Beginning with the line that has "indicate the entrance", reproduce each remaining line of the data exactly, down to and including the last.
[Data shown — start]
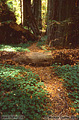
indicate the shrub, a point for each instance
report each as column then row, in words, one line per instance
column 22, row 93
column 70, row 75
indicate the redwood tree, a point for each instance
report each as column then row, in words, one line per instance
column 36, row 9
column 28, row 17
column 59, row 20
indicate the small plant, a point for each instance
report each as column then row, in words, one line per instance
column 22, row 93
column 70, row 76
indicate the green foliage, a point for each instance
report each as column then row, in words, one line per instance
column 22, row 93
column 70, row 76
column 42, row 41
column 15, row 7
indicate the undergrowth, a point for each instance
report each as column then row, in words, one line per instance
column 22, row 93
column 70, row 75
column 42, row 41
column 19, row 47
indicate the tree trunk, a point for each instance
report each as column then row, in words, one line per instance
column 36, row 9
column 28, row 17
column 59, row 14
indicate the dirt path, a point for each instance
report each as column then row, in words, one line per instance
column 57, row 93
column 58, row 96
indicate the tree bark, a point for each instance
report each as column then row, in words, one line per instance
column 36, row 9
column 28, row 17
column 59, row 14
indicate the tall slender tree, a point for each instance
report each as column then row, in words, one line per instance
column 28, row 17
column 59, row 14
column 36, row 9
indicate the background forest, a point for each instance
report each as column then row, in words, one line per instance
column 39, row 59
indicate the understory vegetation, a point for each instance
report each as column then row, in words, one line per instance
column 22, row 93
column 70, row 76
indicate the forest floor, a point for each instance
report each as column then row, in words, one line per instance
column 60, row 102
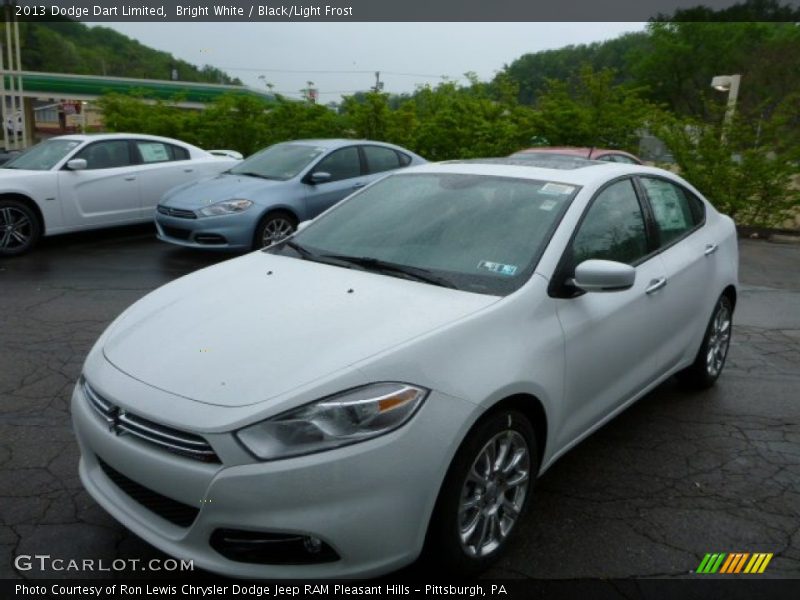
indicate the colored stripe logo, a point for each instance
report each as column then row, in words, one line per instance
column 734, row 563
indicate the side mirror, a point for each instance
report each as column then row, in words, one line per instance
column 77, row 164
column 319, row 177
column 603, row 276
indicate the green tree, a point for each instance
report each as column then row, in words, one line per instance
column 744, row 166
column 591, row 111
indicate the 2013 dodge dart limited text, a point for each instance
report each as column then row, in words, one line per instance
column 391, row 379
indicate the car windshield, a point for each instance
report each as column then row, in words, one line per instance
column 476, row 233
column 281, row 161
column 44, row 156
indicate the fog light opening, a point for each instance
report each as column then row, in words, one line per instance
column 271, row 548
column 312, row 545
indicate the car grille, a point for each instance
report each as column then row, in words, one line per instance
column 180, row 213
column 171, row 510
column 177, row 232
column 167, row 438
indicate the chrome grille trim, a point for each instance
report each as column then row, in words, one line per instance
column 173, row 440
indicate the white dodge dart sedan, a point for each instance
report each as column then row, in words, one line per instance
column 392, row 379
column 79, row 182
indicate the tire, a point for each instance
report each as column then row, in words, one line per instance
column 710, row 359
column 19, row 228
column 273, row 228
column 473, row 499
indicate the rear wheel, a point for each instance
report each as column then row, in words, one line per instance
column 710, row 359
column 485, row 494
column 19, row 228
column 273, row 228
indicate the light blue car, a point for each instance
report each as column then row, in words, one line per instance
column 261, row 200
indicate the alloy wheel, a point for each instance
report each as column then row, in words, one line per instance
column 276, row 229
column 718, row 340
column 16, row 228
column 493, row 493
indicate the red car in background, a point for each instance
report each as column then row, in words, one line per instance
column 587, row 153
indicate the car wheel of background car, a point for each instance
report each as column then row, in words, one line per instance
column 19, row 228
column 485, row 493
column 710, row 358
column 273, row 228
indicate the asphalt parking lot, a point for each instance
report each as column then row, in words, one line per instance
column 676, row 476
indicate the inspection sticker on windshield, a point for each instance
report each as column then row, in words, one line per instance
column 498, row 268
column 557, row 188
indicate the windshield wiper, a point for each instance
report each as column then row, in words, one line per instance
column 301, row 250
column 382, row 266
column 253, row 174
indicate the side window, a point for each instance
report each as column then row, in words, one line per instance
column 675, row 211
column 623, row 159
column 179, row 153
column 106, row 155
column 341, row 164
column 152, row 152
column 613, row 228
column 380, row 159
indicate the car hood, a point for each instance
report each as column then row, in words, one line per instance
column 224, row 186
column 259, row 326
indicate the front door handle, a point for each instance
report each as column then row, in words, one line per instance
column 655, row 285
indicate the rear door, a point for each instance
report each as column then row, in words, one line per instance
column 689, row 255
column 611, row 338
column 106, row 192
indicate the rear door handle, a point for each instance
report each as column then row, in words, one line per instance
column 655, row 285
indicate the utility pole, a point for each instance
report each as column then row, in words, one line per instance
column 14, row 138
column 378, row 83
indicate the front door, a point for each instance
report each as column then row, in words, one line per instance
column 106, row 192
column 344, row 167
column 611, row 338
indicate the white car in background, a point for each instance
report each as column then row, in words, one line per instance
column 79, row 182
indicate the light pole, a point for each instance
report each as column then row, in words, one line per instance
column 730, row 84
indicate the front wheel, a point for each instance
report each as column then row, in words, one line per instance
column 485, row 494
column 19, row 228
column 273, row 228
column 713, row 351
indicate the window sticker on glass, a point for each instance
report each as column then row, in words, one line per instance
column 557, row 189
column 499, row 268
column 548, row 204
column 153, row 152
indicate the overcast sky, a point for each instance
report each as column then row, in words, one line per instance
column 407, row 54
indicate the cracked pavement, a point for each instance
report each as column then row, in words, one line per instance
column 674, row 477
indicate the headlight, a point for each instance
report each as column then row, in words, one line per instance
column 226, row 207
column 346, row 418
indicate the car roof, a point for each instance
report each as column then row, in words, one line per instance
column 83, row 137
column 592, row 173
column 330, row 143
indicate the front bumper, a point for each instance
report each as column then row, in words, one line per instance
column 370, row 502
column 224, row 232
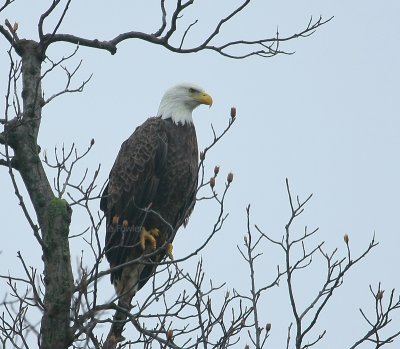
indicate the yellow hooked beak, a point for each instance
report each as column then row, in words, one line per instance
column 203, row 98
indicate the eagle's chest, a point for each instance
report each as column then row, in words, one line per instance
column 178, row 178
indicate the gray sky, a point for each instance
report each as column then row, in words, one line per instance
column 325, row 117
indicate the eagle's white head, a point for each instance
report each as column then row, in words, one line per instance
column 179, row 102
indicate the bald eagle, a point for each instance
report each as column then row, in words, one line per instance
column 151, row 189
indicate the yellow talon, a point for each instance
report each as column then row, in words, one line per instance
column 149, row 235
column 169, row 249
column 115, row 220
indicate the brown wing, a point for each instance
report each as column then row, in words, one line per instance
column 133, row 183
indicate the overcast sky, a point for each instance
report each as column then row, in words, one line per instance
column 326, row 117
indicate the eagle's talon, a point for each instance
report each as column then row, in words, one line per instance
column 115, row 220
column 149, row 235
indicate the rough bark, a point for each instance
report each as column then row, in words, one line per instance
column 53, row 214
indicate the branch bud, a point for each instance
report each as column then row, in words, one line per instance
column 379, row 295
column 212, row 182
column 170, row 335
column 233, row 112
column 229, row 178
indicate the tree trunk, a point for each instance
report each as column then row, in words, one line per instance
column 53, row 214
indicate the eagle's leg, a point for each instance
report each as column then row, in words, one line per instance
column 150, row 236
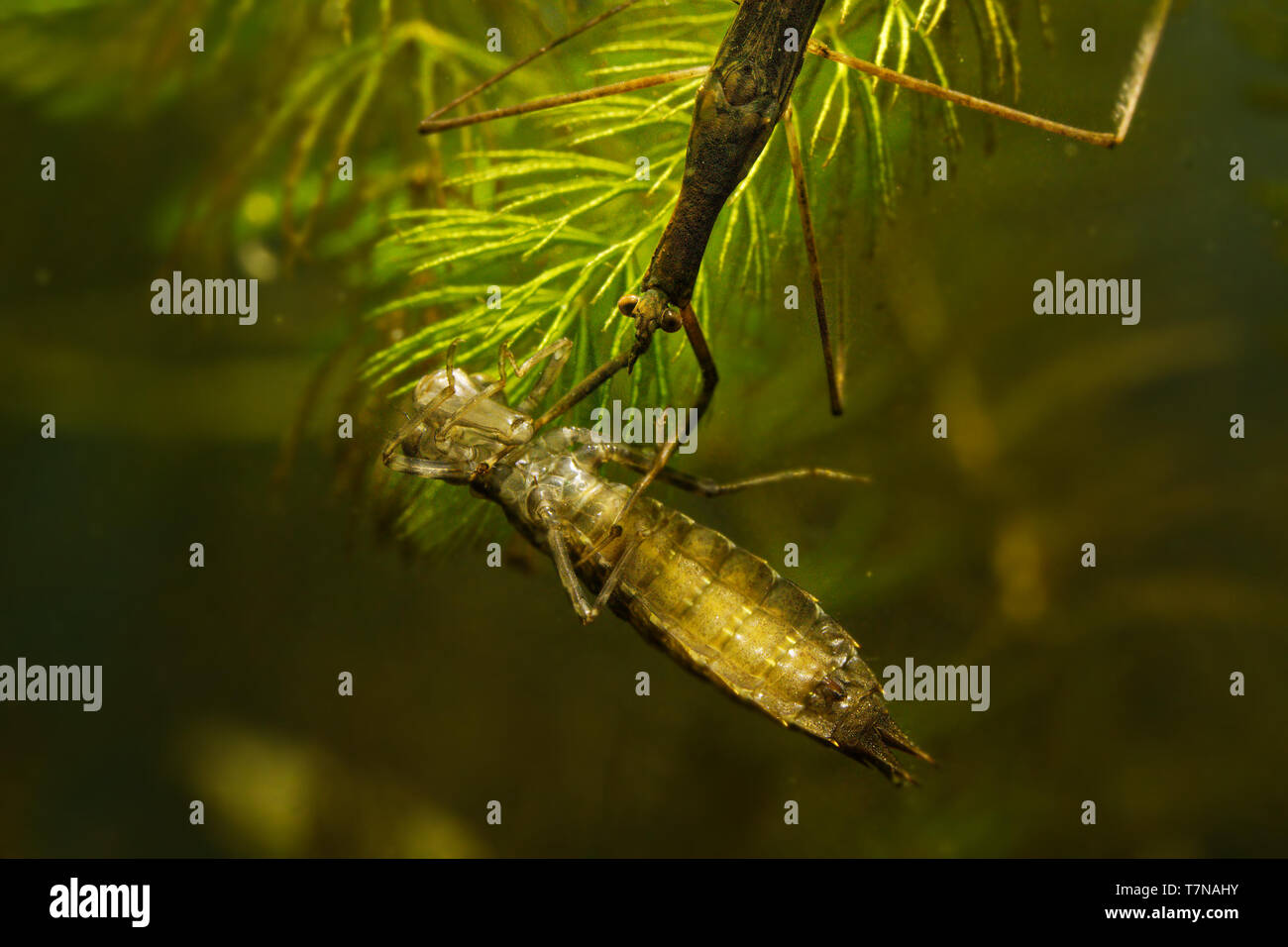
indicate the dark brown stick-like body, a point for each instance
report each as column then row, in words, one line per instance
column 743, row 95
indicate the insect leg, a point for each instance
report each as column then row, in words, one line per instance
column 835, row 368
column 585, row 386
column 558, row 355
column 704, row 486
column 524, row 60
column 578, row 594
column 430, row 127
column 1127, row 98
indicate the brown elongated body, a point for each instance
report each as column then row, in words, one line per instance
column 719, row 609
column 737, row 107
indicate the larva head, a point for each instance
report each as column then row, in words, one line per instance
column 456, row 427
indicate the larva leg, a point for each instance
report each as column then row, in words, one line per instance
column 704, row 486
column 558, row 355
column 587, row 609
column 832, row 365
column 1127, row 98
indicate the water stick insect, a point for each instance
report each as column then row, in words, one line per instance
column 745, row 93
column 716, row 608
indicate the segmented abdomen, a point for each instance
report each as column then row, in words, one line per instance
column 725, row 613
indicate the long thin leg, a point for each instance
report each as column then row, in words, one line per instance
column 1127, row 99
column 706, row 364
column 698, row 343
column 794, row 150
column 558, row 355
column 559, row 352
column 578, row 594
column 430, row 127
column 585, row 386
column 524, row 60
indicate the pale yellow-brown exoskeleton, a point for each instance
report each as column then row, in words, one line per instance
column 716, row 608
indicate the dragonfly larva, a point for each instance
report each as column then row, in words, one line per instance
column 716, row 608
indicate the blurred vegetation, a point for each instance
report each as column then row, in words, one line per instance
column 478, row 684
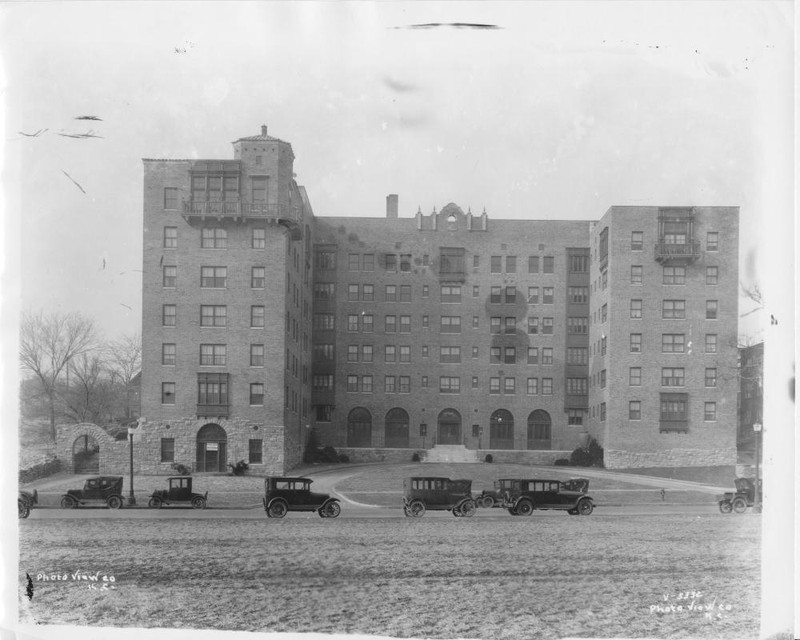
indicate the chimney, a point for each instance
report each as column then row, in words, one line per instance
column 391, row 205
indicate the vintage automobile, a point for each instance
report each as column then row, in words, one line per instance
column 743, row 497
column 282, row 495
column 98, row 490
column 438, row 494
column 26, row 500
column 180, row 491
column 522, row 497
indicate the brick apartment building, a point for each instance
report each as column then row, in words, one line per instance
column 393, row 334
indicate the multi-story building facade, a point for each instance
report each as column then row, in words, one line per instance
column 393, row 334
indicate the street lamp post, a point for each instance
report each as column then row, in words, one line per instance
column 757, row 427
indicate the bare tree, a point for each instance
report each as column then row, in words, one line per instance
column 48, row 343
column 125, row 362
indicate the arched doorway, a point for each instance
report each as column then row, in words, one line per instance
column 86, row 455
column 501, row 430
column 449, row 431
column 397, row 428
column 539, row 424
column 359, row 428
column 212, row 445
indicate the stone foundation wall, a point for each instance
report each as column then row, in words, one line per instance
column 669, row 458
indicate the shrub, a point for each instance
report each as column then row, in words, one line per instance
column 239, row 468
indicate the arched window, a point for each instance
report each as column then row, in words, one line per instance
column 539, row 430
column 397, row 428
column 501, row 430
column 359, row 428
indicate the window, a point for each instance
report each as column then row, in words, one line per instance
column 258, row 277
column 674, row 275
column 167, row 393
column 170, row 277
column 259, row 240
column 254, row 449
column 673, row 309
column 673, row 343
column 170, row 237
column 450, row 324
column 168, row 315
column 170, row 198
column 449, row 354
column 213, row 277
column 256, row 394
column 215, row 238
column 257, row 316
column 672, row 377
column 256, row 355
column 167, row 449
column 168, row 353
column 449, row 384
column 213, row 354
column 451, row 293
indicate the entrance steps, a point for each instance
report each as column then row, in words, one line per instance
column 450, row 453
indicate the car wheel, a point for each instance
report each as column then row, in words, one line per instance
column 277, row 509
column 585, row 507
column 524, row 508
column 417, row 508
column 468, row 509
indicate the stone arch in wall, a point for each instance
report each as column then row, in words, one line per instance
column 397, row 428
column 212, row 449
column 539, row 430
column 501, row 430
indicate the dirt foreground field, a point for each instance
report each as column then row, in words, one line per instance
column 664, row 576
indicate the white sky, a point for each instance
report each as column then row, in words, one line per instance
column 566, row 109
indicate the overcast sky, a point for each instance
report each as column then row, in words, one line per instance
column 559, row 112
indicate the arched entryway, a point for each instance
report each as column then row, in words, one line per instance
[Data shown — finish]
• Your solution:
indicate the entrance steps, a point for each instance
report each as column then row, in words, one line per instance
column 450, row 453
indicate the car wheel, a point for each instance
report each as column then row, in words, one line per instance
column 277, row 509
column 585, row 507
column 524, row 508
column 417, row 508
column 468, row 509
indicate the stone arch in wall, a point for each instance
report each as column then row, in words, one line per instance
column 397, row 428
column 212, row 449
column 539, row 430
column 501, row 430
indicate the dirt foreground field, a point for each instance
report each as column then row, in words, one line per instance
column 664, row 576
indicate the white sky, a point for each instance
report each as column then row, in words, one line per instance
column 566, row 109
indicate the overcast sky, a point for each instance
report each as column then row, in words, one line per instance
column 559, row 112
indicate the arched entryway, a point for each instance
report each as column then row, in words, one line per instance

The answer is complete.